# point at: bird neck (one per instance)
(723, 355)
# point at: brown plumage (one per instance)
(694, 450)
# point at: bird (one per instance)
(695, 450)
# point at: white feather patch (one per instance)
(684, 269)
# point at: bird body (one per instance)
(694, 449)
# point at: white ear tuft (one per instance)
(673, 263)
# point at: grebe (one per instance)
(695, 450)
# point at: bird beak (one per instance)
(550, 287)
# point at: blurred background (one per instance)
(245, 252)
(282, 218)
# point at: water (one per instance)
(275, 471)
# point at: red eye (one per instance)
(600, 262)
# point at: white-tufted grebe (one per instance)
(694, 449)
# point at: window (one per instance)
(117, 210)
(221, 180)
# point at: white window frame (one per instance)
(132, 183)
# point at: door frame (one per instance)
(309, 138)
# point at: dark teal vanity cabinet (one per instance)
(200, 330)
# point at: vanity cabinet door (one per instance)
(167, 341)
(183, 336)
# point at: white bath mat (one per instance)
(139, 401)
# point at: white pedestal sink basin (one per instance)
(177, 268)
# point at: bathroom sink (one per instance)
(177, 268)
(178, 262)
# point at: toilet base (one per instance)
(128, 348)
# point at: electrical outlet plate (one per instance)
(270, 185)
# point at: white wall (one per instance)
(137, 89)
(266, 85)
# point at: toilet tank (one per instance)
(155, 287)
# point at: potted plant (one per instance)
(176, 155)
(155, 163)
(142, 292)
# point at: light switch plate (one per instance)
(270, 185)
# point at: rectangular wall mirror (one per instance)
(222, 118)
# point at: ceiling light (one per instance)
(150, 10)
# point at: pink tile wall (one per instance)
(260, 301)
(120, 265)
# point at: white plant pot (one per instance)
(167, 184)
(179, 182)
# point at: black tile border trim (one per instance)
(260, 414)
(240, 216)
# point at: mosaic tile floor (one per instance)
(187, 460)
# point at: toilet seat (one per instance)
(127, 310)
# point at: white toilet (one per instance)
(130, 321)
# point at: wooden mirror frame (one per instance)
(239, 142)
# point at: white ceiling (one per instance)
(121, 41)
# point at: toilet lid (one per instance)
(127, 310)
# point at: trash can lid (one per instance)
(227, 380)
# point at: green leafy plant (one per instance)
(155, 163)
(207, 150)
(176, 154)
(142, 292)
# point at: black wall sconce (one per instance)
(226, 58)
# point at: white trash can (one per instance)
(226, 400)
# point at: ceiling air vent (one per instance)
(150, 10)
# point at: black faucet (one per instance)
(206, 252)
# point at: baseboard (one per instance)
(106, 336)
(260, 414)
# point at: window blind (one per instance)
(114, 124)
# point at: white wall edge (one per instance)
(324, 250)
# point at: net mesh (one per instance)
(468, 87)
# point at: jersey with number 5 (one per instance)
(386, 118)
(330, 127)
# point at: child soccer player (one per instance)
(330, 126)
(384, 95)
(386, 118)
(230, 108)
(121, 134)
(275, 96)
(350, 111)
===============
== SHORT TASK ==
Restate every entry word for word.

== FINISHED ANSWER ==
# point at: bird neck (one per instance)
(723, 355)
# point at: brown plumage (one per instance)
(694, 450)
# point at: bird (one per instance)
(695, 450)
# point at: white feather patch (one per instance)
(684, 269)
# point at: bird body (one per instance)
(694, 449)
# point at: white ear tuft (one per instance)
(673, 263)
# point at: grebe (one per instance)
(695, 450)
# point at: bird beak (one per instance)
(550, 287)
# point at: blurred background (one per instance)
(245, 252)
(282, 218)
# point at: water (one per instance)
(275, 471)
# point at: red eye (one per instance)
(600, 262)
# point at: white-tufted grebe (one per instance)
(694, 449)
# point at: window (one per instance)
(117, 210)
(221, 180)
# point at: white window frame (one per instance)
(132, 183)
# point at: door frame (one per instance)
(309, 138)
# point at: dark teal vanity cabinet (one per instance)
(200, 330)
# point at: vanity cabinet door (one per instance)
(167, 341)
(183, 336)
# point at: white bath mat (one per instance)
(139, 401)
# point at: white pedestal sink basin (one per instance)
(177, 268)
# point at: bathroom sink (one per instance)
(177, 268)
(178, 262)
# point at: toilet base (one per instance)
(128, 348)
# point at: electrical outlet plate (one per instance)
(270, 185)
# point at: white wall (one per instance)
(137, 89)
(266, 85)
# point at: toilet tank (one per instance)
(155, 287)
# point at: potted plant (one per instance)
(176, 155)
(155, 163)
(142, 292)
# point at: light switch plate (one per instance)
(270, 185)
# point at: rectangular wall mirror (one per instance)
(222, 118)
# point at: ceiling light (one per instance)
(150, 10)
# point at: pink tile wall (one per instance)
(260, 301)
(120, 265)
# point at: white plant pot (one per instance)
(167, 184)
(179, 182)
# point at: black tile border trim (one per instance)
(260, 414)
(240, 216)
# point at: mosaic tile floor (one per instance)
(187, 460)
# point at: toilet seat (one per instance)
(127, 310)
# point at: white toilet (one per instance)
(130, 321)
# point at: wooden mirror frame (one per instance)
(239, 142)
# point at: white ceiling (one per instance)
(121, 41)
# point at: toilet lid (one per instance)
(127, 310)
# point at: trash can lid (one per instance)
(227, 380)
# point at: green leafy plant (one per instance)
(155, 163)
(207, 150)
(176, 154)
(142, 292)
# point at: black wall sconce (one per instance)
(226, 58)
# point at: white trash can (one per instance)
(226, 400)
# point at: ceiling air vent (one per instance)
(150, 10)
# point at: black faucet (one per instance)
(206, 252)
# point at: baseboard (one per instance)
(106, 336)
(260, 414)
# point at: window blind (one per instance)
(114, 124)
# point at: white wall edge (one per instance)
(324, 250)
# point at: net mesh (one per instance)
(468, 87)
# point at: jersey with number 5 (one per instance)
(386, 118)
(330, 127)
# point at: child soccer player (one per instance)
(330, 126)
(384, 95)
(386, 118)
(230, 108)
(121, 134)
(275, 96)
(350, 111)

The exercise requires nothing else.